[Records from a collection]
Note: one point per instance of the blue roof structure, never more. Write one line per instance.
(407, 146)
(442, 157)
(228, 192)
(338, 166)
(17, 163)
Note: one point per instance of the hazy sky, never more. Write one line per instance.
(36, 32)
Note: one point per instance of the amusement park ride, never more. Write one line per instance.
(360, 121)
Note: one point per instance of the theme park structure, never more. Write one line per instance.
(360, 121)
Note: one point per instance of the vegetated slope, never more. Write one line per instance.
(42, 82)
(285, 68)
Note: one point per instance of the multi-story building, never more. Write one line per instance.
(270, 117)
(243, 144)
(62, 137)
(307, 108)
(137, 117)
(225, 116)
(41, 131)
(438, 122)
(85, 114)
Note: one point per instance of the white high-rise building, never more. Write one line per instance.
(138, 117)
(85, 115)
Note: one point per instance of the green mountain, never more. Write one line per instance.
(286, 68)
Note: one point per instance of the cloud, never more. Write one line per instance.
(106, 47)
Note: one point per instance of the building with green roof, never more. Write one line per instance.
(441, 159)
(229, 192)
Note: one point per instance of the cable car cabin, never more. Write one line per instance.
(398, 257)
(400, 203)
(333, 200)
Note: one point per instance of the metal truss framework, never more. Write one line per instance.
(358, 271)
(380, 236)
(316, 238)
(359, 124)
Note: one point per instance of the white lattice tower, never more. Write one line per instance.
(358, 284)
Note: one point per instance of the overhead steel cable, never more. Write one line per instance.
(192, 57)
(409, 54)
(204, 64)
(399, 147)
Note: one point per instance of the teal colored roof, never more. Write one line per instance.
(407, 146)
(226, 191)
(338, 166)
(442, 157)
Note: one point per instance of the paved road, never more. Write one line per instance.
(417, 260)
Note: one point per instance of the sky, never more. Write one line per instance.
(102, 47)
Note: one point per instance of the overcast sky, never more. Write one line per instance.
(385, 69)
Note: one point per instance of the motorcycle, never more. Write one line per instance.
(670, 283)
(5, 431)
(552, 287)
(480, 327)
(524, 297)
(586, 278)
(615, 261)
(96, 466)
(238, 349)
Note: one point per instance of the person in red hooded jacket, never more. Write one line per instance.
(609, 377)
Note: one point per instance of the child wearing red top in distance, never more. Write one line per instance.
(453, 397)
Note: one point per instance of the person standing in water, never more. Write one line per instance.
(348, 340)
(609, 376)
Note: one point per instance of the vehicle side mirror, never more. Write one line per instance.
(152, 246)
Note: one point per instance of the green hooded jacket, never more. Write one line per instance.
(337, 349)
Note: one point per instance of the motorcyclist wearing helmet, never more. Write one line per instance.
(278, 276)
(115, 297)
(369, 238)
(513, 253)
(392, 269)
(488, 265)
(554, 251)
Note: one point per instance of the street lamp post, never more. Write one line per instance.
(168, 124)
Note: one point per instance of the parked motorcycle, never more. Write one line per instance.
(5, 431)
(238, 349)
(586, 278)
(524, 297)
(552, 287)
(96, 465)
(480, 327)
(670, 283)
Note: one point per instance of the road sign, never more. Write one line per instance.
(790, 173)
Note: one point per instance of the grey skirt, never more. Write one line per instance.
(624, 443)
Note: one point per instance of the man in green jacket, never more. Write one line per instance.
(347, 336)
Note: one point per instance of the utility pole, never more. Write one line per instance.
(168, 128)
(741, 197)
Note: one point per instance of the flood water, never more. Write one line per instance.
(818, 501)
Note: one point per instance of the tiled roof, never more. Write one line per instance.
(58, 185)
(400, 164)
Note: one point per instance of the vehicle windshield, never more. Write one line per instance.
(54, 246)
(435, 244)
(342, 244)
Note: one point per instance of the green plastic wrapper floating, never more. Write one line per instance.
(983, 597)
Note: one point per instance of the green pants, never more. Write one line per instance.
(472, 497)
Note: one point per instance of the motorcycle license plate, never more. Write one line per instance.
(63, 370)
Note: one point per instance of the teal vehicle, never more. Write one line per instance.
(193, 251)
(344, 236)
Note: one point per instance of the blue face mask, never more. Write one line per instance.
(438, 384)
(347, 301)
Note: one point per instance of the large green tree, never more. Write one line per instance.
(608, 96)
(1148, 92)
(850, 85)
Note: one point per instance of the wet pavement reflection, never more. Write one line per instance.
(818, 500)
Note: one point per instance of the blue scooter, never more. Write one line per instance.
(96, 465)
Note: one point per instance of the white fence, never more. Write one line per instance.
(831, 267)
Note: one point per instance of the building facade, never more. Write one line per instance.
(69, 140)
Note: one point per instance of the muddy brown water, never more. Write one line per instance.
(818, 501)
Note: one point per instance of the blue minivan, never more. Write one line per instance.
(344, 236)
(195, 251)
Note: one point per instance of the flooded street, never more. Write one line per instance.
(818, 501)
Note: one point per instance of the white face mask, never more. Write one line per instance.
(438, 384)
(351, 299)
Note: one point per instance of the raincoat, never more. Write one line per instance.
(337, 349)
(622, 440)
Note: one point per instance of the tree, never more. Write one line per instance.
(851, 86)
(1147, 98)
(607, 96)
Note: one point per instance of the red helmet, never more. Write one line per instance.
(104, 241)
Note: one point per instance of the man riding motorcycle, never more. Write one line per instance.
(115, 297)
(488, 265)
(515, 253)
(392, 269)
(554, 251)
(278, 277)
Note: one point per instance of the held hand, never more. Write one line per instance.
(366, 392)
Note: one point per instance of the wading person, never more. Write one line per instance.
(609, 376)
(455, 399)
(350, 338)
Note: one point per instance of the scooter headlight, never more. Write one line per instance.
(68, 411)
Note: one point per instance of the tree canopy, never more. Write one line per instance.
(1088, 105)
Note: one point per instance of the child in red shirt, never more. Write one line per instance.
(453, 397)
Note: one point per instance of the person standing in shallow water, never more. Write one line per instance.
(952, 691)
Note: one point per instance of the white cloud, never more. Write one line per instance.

**Your objective:** Transcribe the data above in full, exactly.

**Answer to the exercise:**
Note: one point per instance of the blue roof structure, never more. Write one line per instance.
(407, 146)
(442, 157)
(228, 192)
(338, 166)
(17, 163)
Note: one point per instance of the hazy sky, never more. Write one line per instance.
(36, 32)
Note: one point per instance of the amusement park ride, never more. Write one line per instance.
(360, 121)
Note: one point per instance of the theme park structure, never more. Write one line per instance.
(360, 121)
Note: one point per instance of the vegetated slope, never more. Write one line per instance.
(42, 82)
(285, 68)
Note: one point per instance of the multi-story building, never more. Write one line per instance.
(270, 117)
(243, 144)
(62, 137)
(307, 108)
(137, 117)
(225, 116)
(41, 131)
(438, 122)
(85, 114)
Note: one point per instance of the white high-rise building, never more. Write one line per instance.
(138, 117)
(85, 115)
Note: one point per instance of the green mountain, never more. Write one line per instance.
(286, 68)
Note: one point per instance of the cloud, never more. Write one line per instance.
(106, 47)
Note: one point per instance of the building with green roof, never more. Write one line per instance.
(441, 159)
(229, 192)
Note: one point per instance of the cable car cabin, never more. Write one line per instance.
(398, 257)
(400, 203)
(333, 200)
Note: one point per instance of the metal truss framework, never more. Write one line per instance.
(358, 271)
(380, 236)
(316, 238)
(359, 124)
Note: one point per instance of the white lattice tower, never more. Write one line per instance.
(358, 284)
Note: one point per instance of the overhead steel cable, never more. Write one line per instance.
(192, 57)
(409, 54)
(204, 64)
(399, 147)
Note: one point per instance of the teal colored roof, never more. Write one line per instance.
(407, 146)
(226, 191)
(338, 166)
(442, 157)
Note: one point per instance of the paved road, never more. Write one line per instance.
(417, 260)
Note: one point per instance of the sky, never more. Write one line per instance.
(102, 47)
Note: one point per instance of the overcast sky, never more. Write one line per instance.
(385, 69)
Note: one point per instance of the motorcycle, never more. Write one line per instance.
(670, 283)
(5, 431)
(552, 287)
(480, 327)
(524, 297)
(586, 278)
(615, 261)
(96, 466)
(238, 349)
Note: one point per instance of the person in red hooded jacket, never more. Write one line per instance.
(609, 377)
Note: one point per instance of the child wearing red top in distance, never more. Write one line per instance.
(453, 397)
Note: one point per instance of the person standing in water, never more. Write one line per instance.
(348, 340)
(609, 376)
Note: one point per instance of the vehicle side mirror, never more. Write one line per instance.
(152, 246)
Note: one point per instance of the green hooded jacket, never more. Write one line per instance.
(337, 349)
Note: one point per instance of the motorcyclist wearing helmet, never more. Write one line per instance.
(278, 276)
(115, 297)
(369, 238)
(513, 253)
(392, 269)
(488, 265)
(554, 251)
Note: one point per instance of the street lamp post, never more. Write one line per instance.
(168, 124)
Note: one point per instance of the parked motorcycle, never more. Write one line per instance.
(5, 431)
(238, 349)
(586, 278)
(524, 297)
(552, 287)
(96, 465)
(480, 327)
(670, 283)
Note: one point per instance of the road sign, never more. Write one line per instance.
(790, 173)
Note: one point per instance of the grey skirt, never more. Write one line per instance.
(624, 443)
Note: one point per instance of the man in green jacket, never more. Write one line per instance.
(347, 336)
Note: one point per instance of the utility pole, never more. Write one line per instance.
(168, 128)
(741, 197)
Note: one point per instance of the flood water, never more. Write one line per instance.
(818, 501)
Note: one point per instance of the tiled roof, never more. Write one line per instance.
(58, 185)
(400, 164)
Note: one point per instance of the vehicle windshield, never more. Write one line per instance.
(54, 246)
(435, 244)
(342, 244)
Note: one point per instance of the green plastic wrapper floating, never more. Write one line per instance.
(983, 597)
Note: one point per instance of the green pants, never more. Write one line per instance.
(472, 497)
Note: one point per instance of the motorcycle license plate, never more. Write one line per instance.
(63, 370)
Note: one point per instance of the teal vehicle, never more. Write one line per instance.
(193, 251)
(344, 236)
Note: one point per instance of the blue face mask, never more. Write one line per instance.
(438, 384)
(347, 301)
Note: one point per instance of the large green tree, never more. Write one line per instance.
(608, 96)
(1148, 92)
(850, 85)
Note: one point per instance of the wet pavement reflection, never more. Write one line per instance.
(818, 500)
Note: one point per instance of the blue scooter, never more. Write one line per instance.
(96, 465)
Note: one point per instance of the white fence, never more. Write one line per instance.
(831, 267)
Note: one point per instance of the building facade, never more. Write one line per instance.
(69, 140)
Note: one point per instance of the muddy brown water, never more. Write one line per instance.
(818, 501)
Note: one point per instance of the blue minivan, never more. Write one line per instance.
(344, 236)
(195, 251)
Note: one point per instance of the flooded street, never more. Write one line per instance.
(818, 501)
Note: one point per instance of the white face mask, never more. Write one line per instance.
(438, 384)
(351, 299)
Note: one point per instance of the raincoat, never more. Write one line per instance.
(337, 349)
(622, 440)
Note: one point per instance of the tree, never more. Write one line per instance.
(851, 86)
(1147, 98)
(607, 96)
Note: one point per instance of the red helmet, never more. Write one line per instance.
(104, 241)
Note: one point per instance of the man riding motorcycle, never more. Write one line per instance.
(115, 297)
(488, 265)
(515, 253)
(392, 269)
(554, 251)
(278, 277)
Note: one point per instance of the held hand, never more. Write one line per instance.
(366, 392)
Note: one point per instance of the wading person, never more. Write one line per instance.
(609, 376)
(455, 399)
(350, 338)
Note: one point per instance of the scooter headlight, never more. Write one line per instance.
(68, 411)
Note: one point per instance of the tree canopy, never more. Write one line per instance.
(1088, 105)
Note: one point per instance of the child in red shirt, never more. Write one line per instance.
(453, 397)
Note: one point per instance of the person standing in shallow water, never more. Write one line per instance.
(952, 691)
Note: one point per instance of the white cloud, never more. Write one line per instance.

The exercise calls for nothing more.